Items from a dataset
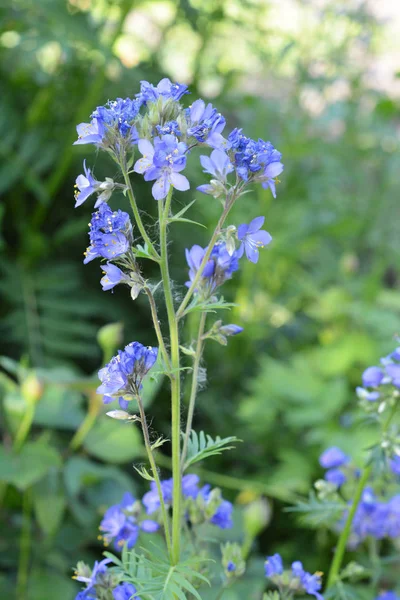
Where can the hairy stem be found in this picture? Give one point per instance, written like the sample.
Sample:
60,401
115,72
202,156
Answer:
87,423
24,547
193,390
136,213
217,231
24,427
175,380
154,469
344,536
157,328
342,543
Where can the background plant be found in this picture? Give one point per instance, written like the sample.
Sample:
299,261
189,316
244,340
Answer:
327,290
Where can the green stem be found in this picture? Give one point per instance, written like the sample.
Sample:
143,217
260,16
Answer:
150,456
193,286
193,391
24,427
157,328
86,424
25,547
175,379
342,543
136,213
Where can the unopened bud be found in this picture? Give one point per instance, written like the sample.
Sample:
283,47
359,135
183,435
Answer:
109,337
256,516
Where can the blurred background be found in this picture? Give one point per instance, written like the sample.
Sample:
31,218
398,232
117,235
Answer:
321,80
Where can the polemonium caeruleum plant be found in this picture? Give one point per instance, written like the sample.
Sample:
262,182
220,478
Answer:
153,135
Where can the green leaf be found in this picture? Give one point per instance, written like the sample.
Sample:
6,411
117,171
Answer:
201,446
114,441
179,220
49,502
34,461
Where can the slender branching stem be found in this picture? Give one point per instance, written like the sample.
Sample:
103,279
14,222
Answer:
25,426
175,379
156,476
344,536
136,214
24,546
194,284
157,328
87,423
194,386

### EXERCISE AIM
List the lines of the entries that include "background".

### SOLUTION TO THIS PROBLEM
Where can the background plant be found in this picture? Give one point per instance, written like the sample.
Where can the blurred background be found in this picture? Give one point per instance, written like the sample.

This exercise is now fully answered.